Your Son Scares Me Too

Brandi Jeter Riley

I have a confession to make. This is going to be hard because in some ways I feel like a hypocrite for feeling this way and for holding it in for so long. Also, I know that feeling this way makes me no better than some of the folks I’ve called out and held accountable for prejudice. In the spirit of “open dialogue” and doing something, I’m sharing this.

I have a legitimate fear of white men and boys.

Not something you hear every day, huh?

This isn’t a theoretical, “because of what they did to my ancestors” fear. What I feel is a sense of discomfort and anxiety that comes when I’m in the presence of white men or boys that I don’t know. I’ve heard stories, and seen with my own eyes, White women moving their purses, or tensing up when Black men come around, and I have to tell you, I do the same with White men.

Not too long ago I was in a Starbucks and a tall, gangly teenaged boy came in. He had shaggy hair, and was wearing all black. He was carrying a big instrument case with maybe a bass or something in it. It didn’t help that he didn’t know what he wanted, so he stood away from the line, looking suspicious (to me) as he tried to figure out what to order. I couldn’t close up my computer, gather my things and get up out of there fast enough. All I could picture was him pulling a rifle out of that case and shooting the whole store up. Although I felt incredibly ashamed at my visceral (and physical—my heart was racing, my head was pounding) reaction, I still felt a little justified. I had a reason to be scared, no? It’s happened before, right?

Information shown »
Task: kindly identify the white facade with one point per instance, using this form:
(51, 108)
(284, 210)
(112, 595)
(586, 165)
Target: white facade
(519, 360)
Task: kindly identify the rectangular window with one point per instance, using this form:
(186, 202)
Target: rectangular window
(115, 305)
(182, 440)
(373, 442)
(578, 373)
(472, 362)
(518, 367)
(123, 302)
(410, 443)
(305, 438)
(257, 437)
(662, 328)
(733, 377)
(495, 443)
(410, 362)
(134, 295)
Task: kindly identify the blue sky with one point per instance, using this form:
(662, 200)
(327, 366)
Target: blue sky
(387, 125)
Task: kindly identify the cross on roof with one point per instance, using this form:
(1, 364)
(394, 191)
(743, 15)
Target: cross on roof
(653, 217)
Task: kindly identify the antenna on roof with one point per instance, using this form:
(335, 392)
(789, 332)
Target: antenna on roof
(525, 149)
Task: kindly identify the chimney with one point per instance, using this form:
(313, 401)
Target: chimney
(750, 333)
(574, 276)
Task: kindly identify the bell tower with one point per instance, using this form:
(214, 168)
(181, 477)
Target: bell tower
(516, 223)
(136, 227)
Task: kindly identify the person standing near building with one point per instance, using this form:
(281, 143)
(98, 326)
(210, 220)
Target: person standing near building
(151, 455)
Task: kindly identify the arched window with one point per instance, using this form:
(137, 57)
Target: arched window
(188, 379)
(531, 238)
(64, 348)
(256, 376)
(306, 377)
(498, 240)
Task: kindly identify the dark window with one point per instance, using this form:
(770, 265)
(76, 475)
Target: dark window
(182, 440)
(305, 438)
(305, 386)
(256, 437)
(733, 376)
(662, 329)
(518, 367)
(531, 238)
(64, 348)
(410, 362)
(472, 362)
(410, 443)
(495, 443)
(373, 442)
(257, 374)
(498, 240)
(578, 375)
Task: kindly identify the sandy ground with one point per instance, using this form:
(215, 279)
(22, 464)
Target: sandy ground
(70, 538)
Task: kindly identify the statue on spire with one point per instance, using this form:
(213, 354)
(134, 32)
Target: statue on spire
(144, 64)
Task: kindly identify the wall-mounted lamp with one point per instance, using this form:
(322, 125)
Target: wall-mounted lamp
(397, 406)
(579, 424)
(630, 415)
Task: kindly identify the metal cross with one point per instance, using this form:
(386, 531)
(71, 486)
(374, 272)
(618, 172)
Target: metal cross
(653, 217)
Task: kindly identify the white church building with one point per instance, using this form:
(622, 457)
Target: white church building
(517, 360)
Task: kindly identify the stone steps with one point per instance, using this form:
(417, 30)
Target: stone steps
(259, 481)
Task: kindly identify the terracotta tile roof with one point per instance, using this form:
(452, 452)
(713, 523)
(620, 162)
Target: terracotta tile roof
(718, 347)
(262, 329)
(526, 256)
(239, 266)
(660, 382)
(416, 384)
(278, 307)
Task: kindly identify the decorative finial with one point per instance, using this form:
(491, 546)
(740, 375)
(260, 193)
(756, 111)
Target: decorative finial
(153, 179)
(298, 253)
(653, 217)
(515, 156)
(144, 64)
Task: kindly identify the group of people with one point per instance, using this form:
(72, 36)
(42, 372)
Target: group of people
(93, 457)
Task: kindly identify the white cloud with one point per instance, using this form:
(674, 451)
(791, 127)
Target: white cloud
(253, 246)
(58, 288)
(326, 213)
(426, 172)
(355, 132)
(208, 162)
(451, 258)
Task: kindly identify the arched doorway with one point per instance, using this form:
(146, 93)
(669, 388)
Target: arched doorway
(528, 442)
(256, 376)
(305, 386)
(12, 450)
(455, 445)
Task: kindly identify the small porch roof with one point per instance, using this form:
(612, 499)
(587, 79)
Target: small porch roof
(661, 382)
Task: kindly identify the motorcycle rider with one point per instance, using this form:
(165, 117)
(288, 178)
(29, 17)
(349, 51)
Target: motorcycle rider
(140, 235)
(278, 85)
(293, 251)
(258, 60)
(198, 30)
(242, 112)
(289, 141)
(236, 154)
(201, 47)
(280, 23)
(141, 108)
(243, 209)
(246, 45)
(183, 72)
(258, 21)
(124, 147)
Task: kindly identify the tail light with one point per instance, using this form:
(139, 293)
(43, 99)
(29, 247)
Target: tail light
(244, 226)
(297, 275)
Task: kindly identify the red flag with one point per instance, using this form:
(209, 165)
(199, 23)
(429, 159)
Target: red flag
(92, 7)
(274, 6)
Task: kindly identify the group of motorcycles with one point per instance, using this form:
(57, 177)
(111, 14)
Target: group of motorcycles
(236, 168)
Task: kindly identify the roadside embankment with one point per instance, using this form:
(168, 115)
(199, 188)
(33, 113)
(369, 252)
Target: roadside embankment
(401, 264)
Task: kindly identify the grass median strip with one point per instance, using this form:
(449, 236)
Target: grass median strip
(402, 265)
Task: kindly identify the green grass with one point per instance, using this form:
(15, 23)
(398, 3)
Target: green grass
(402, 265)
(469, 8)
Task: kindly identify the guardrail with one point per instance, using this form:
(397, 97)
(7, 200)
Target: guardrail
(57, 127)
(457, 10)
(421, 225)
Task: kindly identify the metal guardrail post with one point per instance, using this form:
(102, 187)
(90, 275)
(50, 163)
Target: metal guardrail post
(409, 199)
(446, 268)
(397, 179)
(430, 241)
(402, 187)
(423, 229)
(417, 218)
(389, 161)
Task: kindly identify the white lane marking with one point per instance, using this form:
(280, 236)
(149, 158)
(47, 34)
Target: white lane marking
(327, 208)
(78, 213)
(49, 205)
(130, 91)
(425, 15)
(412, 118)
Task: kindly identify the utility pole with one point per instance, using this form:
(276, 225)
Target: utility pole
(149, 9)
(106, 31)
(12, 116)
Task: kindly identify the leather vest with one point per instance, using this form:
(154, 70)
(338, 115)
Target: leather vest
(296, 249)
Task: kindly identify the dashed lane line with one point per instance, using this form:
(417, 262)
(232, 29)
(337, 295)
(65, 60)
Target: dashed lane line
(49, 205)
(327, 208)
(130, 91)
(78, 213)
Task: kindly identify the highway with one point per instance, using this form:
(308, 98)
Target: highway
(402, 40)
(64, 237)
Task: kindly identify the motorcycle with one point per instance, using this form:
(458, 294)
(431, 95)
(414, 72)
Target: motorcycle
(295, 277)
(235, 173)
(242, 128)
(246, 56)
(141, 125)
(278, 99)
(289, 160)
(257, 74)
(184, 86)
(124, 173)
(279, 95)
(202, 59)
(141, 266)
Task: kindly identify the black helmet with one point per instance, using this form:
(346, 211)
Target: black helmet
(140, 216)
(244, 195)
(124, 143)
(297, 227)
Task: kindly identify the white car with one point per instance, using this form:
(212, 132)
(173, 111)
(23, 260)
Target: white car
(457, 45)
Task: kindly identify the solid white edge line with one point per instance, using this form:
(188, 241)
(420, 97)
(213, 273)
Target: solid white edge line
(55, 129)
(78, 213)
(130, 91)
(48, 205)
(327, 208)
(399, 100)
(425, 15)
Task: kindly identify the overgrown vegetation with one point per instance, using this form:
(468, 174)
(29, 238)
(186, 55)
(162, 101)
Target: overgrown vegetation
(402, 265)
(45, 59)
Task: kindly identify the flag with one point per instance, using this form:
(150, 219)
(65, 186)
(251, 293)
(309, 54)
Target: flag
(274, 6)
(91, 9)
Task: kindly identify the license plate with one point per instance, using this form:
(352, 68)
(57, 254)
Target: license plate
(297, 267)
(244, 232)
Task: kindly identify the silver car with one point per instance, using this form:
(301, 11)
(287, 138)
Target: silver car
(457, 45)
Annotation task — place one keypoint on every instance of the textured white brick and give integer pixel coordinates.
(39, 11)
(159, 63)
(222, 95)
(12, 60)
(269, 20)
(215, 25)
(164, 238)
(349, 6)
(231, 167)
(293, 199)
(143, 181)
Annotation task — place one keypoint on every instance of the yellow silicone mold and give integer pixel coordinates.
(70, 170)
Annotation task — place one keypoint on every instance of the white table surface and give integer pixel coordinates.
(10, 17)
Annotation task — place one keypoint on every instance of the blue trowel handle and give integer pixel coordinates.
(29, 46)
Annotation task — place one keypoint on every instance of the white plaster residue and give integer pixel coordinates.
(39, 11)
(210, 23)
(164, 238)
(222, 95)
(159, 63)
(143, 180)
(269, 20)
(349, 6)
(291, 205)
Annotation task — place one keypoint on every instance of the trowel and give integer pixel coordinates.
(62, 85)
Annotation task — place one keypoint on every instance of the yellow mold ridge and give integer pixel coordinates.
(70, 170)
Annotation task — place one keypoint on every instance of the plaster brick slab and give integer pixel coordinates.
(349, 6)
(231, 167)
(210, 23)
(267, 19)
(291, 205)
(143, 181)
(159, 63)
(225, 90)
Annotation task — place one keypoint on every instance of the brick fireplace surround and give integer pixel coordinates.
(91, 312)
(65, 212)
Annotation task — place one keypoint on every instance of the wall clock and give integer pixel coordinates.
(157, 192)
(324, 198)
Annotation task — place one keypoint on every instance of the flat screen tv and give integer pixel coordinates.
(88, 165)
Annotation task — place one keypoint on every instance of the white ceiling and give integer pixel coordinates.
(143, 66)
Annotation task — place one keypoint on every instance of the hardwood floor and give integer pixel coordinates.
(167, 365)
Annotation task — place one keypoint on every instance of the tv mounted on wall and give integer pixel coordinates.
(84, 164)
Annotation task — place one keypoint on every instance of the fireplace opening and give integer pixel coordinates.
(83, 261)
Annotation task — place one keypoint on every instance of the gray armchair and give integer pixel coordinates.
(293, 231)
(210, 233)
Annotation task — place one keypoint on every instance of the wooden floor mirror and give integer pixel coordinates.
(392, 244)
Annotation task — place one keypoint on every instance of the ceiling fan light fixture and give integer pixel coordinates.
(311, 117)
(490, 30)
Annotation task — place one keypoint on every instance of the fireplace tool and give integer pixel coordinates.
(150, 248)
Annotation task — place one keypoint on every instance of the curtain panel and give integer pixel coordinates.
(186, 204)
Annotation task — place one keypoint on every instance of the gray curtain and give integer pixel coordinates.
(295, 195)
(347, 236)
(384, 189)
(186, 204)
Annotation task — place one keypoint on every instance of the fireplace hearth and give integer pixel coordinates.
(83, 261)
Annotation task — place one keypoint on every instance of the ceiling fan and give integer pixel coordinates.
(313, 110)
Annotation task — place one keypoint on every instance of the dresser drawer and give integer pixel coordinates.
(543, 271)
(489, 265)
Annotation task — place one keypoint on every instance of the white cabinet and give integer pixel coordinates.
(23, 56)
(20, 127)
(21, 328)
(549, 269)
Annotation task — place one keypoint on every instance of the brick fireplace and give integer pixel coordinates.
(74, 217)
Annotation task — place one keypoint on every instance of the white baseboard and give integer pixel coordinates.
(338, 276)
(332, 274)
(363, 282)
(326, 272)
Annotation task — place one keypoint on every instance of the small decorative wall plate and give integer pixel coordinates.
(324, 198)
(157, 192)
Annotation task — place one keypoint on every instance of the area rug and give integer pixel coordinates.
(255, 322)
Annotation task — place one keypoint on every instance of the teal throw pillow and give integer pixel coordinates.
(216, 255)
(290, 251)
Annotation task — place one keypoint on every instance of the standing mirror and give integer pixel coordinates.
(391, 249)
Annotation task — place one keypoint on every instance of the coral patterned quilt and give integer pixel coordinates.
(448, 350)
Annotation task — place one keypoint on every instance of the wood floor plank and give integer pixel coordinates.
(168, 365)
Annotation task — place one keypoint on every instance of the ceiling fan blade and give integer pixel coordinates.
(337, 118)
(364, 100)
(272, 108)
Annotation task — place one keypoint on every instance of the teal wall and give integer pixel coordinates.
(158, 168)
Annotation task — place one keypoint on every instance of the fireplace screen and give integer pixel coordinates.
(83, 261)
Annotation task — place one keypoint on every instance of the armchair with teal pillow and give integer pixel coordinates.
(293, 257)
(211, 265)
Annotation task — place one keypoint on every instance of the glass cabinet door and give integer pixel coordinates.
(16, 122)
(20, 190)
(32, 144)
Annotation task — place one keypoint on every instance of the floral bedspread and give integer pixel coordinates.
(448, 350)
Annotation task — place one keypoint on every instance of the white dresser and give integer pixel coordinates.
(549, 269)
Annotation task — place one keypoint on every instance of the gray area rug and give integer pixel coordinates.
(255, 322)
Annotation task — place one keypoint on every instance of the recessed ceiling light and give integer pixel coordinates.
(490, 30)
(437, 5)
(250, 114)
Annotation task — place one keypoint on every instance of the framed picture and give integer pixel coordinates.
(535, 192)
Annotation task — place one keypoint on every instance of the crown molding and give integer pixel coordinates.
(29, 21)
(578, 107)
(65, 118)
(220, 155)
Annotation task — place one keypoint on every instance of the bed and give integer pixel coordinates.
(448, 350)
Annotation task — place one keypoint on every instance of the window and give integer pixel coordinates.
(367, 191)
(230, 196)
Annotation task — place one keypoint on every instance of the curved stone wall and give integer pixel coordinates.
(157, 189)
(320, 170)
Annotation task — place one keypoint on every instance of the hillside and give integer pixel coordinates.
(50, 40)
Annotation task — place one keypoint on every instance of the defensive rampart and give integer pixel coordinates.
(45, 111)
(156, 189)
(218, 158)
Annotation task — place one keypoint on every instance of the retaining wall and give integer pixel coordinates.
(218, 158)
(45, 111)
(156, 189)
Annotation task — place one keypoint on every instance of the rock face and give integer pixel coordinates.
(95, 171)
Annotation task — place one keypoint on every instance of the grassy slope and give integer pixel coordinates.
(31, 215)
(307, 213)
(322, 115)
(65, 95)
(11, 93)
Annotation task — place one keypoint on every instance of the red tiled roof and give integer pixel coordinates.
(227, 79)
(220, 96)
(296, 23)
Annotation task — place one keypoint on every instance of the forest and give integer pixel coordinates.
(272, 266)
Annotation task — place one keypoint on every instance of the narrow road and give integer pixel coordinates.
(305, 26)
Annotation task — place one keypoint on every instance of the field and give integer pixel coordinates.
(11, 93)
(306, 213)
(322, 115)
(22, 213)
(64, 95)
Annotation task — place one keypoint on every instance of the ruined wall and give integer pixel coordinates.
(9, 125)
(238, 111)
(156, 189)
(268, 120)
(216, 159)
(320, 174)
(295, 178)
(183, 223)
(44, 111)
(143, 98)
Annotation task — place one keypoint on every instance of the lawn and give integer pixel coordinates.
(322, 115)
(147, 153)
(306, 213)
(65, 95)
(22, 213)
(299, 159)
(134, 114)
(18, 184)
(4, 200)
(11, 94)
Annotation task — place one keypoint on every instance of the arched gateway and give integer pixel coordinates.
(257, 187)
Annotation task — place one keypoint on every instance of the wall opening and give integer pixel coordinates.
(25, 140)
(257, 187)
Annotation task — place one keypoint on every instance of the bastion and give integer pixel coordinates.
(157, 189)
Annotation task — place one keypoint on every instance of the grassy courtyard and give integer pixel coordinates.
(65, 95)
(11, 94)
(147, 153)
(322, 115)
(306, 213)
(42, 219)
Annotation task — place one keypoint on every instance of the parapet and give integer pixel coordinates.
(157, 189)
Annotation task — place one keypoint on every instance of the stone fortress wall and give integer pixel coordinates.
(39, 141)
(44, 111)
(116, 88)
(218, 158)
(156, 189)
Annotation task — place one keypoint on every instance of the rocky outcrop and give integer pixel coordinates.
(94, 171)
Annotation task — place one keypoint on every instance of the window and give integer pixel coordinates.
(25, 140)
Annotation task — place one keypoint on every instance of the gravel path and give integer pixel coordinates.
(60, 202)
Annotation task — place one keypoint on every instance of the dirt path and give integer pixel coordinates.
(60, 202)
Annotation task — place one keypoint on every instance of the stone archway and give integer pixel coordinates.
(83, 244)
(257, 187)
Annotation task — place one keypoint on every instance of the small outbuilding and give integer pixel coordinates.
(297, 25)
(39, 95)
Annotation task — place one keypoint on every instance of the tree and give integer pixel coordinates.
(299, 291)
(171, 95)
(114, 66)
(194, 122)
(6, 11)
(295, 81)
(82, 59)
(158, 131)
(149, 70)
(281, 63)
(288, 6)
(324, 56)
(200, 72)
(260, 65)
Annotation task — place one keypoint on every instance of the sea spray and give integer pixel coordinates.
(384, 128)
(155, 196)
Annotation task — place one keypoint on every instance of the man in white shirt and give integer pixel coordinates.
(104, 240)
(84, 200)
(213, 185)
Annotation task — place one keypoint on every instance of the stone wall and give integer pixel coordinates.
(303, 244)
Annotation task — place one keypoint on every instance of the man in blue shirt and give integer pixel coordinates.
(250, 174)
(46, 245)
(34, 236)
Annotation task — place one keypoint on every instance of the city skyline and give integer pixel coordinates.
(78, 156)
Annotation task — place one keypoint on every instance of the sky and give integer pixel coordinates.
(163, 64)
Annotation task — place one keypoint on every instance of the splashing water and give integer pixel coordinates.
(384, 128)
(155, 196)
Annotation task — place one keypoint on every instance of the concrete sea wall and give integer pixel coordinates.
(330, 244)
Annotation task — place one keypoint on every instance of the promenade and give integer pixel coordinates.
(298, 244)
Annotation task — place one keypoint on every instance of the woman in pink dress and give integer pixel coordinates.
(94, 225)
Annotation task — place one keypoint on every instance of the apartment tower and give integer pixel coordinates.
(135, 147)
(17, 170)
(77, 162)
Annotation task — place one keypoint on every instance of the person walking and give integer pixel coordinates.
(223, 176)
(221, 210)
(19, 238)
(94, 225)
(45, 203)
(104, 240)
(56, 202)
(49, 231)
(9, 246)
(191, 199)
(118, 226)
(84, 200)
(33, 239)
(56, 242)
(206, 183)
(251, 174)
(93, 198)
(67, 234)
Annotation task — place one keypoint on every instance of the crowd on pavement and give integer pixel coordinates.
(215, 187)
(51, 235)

Stated goal 1 » In the essay about fear of white men and boys, what was the teenage boy at Starbucks carrying?
Stated goal 2 » Please continue the essay about fear of white men and boys, picking up after its last sentence.

Final result 1 » A big instrument case, maybe holding a bass.

Final result 2 »
I do the same thing when I’m coming up on a group of White boys on the street that I have to walk past. My body automatically prepares for fight or flight. I don’t know if they’re going to bump into me (typically the middle school age group), or be so unaware of my being that they take up so much of the space on the sidewalk that I have to move to the side and wait for them to pass (usually the adults). It’s fear that keeps this big mouth Black woman from saying anything when that happens. Fear of the rude little White boy’s mama saying I attacked her child for even daring to say to him, “Hey, you bumped into me”. Fear of the White men calling out my name, or even worse, putting hands on me. Depending on their income level, connections, or the language they use when describing an altercation (“She was yelling and attacked me”–because every time a Black woman talks and it’s not a compliment, it’s an attack), I could be the one that ends up in jail.

I can admit that my discomfort around White men and boys is largely unwarranted. I’d say 96% of my whole life’s interactions with them have been positive. Even still, the fear is real. So, I get it. I do. I understand how some White folks could believe a trained (?), armed policemen could feel like a 5-year-old when face to face with a “hulk”, “beast” of a Black man. The images and portrayals of monster-like Black men have completely overshadowed the reality of the goodness that so many of our men and boys possess. I need to make it clear, though, that it goes both ways. Right now, Black mothers are crying for the future of their Black sons, but White moms, you need to be put on alert, too. The media has planted the seeds for a war against your boys, too, and it’s starting to take root. My somewhat baseless anxiety around your white sons is evidence of that.

So what do we do? How do we come together to save our boys, to save our children?

  • First, we all have to admit our prejudices. You don’t have to publicly announce it, but at least be honest with yourself about what your prejudices are and where they stem from.
  • Next, we have to listen. For example, after the tragic Sandy Hook massacre, I listened to mothers of children on the autism spectrum clear up misconceptions and misinformation that people were sharing in regards the the killer, his mother, and his mental state. Instead of saying, “this isn’t about you!”, I listened until I understood that they weren’t trying to make it about themselves and their situation, but they were protecting their children from stigma.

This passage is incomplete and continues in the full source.